[Dataset entries]
'''
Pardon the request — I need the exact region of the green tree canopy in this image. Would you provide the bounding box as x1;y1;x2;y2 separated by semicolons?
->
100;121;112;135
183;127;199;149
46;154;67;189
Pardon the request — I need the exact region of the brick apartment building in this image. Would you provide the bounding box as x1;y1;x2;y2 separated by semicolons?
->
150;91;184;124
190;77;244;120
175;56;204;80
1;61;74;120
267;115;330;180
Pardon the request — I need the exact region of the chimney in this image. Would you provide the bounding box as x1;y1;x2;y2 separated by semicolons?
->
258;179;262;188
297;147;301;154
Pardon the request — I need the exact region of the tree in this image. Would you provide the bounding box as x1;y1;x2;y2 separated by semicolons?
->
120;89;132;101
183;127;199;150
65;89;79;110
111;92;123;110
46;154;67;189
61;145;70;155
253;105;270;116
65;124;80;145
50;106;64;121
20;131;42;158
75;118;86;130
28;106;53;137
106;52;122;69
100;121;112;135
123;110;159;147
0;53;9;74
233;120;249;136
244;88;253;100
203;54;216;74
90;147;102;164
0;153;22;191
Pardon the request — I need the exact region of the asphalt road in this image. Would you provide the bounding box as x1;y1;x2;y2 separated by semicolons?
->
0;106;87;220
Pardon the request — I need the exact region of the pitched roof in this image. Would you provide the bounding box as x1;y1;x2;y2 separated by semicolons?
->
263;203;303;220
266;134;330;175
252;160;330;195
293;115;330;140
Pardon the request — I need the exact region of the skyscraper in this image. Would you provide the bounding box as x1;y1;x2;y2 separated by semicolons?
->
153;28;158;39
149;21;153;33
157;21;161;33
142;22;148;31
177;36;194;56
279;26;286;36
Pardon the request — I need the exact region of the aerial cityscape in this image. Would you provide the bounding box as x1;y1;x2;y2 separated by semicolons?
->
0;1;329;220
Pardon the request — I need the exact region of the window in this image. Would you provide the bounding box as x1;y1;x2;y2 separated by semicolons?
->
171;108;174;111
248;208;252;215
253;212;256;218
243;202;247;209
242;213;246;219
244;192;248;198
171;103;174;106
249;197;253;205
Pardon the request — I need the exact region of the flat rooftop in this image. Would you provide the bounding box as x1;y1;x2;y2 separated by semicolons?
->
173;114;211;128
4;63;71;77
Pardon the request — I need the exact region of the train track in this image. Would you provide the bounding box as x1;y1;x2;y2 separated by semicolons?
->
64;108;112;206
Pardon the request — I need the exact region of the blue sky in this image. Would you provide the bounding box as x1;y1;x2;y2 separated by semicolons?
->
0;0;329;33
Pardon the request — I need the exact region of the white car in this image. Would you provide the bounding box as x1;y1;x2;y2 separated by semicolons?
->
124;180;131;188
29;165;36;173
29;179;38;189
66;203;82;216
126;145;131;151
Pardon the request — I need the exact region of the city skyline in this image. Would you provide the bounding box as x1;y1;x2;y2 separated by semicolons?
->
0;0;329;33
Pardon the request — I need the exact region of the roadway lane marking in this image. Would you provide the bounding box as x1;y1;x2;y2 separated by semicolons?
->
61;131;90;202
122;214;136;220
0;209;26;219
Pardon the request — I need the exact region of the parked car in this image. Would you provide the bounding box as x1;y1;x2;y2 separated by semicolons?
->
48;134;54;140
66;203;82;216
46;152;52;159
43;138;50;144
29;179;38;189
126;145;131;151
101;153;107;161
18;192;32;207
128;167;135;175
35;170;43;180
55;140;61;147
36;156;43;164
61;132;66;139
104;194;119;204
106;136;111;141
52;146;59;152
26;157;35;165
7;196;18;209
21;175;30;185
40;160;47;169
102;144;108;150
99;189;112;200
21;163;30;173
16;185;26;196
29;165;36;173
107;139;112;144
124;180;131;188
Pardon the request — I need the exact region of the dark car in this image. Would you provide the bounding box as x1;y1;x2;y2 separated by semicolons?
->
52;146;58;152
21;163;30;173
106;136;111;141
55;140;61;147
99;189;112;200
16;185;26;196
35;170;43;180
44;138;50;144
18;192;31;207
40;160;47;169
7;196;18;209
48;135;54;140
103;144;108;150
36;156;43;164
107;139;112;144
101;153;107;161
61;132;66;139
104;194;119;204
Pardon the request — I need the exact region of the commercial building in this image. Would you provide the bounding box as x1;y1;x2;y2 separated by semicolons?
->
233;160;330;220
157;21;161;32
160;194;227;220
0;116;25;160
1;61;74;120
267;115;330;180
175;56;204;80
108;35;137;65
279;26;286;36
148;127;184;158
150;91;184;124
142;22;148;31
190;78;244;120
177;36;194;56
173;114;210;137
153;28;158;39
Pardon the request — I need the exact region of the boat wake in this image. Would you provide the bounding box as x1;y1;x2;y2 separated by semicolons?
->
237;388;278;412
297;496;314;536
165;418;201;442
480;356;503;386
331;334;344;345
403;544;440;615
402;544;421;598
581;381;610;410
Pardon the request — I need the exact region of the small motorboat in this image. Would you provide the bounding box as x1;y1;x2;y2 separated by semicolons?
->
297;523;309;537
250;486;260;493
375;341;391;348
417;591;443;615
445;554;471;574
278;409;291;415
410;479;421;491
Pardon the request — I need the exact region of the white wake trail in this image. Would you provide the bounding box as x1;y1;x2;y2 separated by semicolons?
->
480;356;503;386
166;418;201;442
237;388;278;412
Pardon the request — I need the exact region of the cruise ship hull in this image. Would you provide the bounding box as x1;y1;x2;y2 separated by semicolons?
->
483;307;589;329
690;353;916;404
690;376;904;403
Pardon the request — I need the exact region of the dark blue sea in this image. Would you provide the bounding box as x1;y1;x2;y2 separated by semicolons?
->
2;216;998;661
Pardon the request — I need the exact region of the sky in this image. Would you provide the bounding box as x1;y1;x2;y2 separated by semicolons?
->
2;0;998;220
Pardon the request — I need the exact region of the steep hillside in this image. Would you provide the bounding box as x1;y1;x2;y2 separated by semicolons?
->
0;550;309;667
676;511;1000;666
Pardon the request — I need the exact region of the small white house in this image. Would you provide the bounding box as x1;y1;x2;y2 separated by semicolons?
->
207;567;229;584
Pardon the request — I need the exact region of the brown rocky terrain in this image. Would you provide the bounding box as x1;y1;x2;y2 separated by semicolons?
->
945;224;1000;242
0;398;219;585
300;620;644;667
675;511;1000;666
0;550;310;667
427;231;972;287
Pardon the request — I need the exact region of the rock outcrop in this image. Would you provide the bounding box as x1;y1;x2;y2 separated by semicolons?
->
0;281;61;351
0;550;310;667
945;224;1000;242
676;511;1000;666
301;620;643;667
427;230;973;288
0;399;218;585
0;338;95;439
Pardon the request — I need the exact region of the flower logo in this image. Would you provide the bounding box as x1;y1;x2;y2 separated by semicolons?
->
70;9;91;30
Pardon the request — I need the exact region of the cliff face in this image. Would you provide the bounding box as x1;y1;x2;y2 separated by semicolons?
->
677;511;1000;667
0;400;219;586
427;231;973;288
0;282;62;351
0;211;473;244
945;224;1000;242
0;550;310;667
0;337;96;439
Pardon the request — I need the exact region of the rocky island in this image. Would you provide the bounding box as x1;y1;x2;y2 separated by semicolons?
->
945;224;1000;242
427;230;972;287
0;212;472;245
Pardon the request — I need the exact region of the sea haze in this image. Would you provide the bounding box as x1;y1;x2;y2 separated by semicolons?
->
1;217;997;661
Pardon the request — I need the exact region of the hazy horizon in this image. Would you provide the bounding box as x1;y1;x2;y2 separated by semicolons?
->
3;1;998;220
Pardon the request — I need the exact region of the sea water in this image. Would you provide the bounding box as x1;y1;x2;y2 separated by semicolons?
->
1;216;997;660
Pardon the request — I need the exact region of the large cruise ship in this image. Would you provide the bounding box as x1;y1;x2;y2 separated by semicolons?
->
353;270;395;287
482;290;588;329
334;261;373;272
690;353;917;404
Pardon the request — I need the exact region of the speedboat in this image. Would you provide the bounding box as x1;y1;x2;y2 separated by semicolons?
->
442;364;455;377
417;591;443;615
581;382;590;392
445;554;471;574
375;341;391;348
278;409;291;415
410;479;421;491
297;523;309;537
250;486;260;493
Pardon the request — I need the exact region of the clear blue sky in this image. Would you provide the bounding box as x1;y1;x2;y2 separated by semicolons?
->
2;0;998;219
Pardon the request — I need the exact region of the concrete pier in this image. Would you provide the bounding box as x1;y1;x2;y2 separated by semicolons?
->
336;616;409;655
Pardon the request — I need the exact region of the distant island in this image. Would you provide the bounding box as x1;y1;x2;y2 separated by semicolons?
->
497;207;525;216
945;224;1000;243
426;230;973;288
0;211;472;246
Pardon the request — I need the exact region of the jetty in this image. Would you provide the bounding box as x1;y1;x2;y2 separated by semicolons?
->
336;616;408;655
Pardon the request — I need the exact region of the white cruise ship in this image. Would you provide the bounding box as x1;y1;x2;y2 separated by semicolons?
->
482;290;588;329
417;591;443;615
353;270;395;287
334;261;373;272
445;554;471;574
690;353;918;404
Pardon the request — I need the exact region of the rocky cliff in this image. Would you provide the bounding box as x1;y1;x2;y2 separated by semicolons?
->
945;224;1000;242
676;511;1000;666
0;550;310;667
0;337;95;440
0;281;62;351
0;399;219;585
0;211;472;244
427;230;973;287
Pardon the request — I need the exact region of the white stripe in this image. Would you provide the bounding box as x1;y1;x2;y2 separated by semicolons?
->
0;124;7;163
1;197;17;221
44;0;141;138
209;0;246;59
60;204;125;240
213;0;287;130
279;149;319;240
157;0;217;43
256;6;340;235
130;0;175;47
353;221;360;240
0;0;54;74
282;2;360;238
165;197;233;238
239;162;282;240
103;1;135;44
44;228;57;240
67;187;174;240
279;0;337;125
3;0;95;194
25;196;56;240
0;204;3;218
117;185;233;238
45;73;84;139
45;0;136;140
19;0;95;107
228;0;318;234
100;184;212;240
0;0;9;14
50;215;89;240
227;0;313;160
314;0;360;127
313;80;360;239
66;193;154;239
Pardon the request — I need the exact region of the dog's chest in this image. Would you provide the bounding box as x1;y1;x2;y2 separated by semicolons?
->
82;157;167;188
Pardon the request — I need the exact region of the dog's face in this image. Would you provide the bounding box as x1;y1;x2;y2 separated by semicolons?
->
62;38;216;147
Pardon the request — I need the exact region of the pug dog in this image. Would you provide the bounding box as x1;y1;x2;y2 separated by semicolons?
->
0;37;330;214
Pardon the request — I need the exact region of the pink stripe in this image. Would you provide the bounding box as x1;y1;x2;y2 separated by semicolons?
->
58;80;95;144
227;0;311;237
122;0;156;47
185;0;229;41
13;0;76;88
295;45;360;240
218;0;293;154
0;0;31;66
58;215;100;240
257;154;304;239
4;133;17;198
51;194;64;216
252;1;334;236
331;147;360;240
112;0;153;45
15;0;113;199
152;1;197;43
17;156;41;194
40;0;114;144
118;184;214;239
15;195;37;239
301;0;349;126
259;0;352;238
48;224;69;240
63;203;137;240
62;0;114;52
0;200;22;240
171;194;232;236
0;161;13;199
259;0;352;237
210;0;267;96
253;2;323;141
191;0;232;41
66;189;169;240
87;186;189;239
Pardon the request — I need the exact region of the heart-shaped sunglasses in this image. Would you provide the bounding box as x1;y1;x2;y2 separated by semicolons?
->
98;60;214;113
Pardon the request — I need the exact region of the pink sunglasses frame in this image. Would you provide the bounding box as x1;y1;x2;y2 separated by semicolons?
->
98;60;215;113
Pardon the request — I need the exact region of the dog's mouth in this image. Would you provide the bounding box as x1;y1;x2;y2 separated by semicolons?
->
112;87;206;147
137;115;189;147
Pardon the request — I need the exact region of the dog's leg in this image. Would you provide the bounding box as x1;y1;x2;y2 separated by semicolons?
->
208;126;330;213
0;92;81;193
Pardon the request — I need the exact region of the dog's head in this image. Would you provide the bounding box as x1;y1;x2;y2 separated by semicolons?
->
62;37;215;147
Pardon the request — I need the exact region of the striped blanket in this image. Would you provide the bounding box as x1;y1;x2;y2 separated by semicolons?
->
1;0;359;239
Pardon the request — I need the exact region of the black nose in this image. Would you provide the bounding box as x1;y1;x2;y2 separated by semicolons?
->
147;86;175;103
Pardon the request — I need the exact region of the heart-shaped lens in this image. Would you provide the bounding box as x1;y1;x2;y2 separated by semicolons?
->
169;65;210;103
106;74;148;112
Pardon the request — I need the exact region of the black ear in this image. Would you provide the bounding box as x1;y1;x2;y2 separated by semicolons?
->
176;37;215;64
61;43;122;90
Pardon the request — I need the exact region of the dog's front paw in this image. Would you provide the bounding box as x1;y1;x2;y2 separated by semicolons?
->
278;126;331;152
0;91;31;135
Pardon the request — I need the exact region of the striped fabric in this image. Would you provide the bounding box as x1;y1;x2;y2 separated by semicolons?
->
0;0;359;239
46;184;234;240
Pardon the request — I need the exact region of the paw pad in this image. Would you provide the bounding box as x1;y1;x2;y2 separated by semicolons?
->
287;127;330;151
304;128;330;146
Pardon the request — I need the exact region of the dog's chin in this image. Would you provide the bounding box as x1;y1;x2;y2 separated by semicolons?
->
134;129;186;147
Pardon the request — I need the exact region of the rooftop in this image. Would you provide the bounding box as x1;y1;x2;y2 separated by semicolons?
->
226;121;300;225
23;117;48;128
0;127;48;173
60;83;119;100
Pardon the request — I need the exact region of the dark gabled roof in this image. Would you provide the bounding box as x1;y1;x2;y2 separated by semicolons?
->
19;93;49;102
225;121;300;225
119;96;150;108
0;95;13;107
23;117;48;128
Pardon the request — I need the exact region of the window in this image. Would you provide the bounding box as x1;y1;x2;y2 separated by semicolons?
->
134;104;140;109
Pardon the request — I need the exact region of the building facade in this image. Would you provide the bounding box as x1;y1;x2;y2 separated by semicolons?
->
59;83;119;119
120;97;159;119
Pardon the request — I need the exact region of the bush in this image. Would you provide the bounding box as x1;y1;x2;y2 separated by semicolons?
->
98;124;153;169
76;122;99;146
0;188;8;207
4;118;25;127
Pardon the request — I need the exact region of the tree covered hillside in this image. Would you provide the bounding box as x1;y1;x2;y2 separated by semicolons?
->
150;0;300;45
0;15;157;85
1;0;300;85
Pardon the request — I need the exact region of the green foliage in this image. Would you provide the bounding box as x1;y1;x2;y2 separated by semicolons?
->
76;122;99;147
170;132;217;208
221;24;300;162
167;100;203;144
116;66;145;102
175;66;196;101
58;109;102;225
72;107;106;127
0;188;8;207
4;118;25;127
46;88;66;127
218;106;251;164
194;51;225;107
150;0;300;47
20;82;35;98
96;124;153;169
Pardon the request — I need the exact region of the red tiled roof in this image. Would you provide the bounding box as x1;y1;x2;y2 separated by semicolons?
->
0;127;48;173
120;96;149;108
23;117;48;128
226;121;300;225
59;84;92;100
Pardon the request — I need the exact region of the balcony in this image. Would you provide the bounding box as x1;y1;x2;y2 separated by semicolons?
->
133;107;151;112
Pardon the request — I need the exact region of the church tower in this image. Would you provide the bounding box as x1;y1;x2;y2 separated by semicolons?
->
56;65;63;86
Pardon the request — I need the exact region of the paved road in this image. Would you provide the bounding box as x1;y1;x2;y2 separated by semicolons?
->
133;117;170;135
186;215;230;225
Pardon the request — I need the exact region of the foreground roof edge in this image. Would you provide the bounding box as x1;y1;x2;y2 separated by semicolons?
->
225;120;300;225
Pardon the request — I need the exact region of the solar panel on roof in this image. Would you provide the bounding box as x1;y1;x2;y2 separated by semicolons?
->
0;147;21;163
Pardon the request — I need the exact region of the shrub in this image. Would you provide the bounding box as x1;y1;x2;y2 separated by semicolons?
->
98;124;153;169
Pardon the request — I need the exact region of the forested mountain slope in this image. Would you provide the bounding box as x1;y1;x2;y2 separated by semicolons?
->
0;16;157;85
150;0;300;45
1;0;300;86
'''
◆ **Exercise details**: In the records above, find every line containing the word "dark" and show it.

◆ **Output for this task**:
Pardon the request — I need the exact region of the dark car in this image. Would you provide the bounding box as x1;y1;x2;y2 separated by semicolons?
Pardon the request — I need the exact region of the dark blue sea in this image. Would you provide the bounding box as x1;y1;x2;y2 separated by semicolons?
Pardon the request — I need the exact region of the dark gabled roof in this image. Would you provide the bounding box as x1;y1;x2;y2 separated by semicolons?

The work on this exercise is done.